### ACTIVITY
Please give back every entry in full, word for word, but none of the pictures.

### EXTRACTED INFORMATION

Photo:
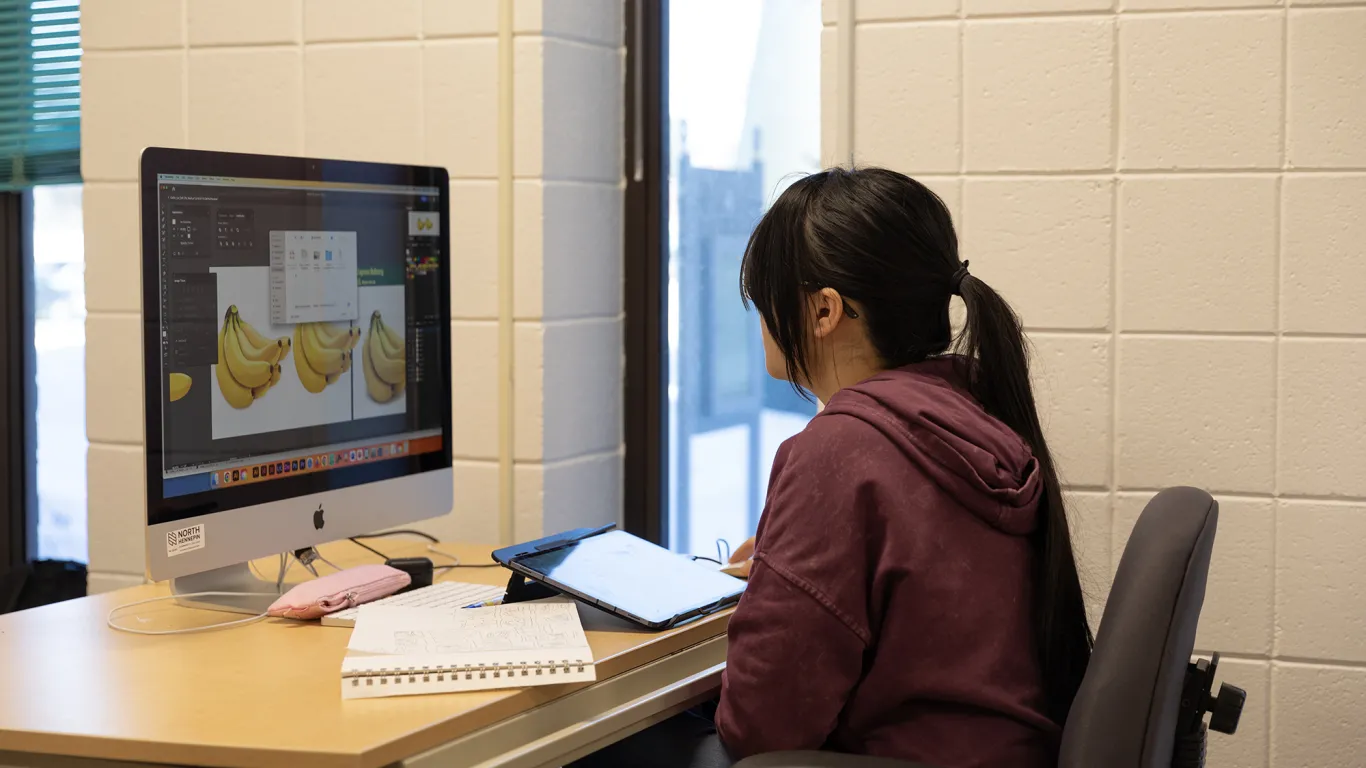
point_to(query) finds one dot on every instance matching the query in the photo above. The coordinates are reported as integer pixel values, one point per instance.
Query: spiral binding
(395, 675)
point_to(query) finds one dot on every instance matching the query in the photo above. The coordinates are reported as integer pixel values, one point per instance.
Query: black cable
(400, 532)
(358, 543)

### TASK ANSWER
Photo:
point_to(query) finds one dot on every instance matching the query in the photo above. The coordinates are reported as integer pixel values, one point per instance.
Query: spiral binding
(395, 675)
point_to(query) finds one dot on every instance matching the query in the photo above. The coordinates are reported as integer pixel values, one point per instance.
Query: black cable
(400, 532)
(358, 543)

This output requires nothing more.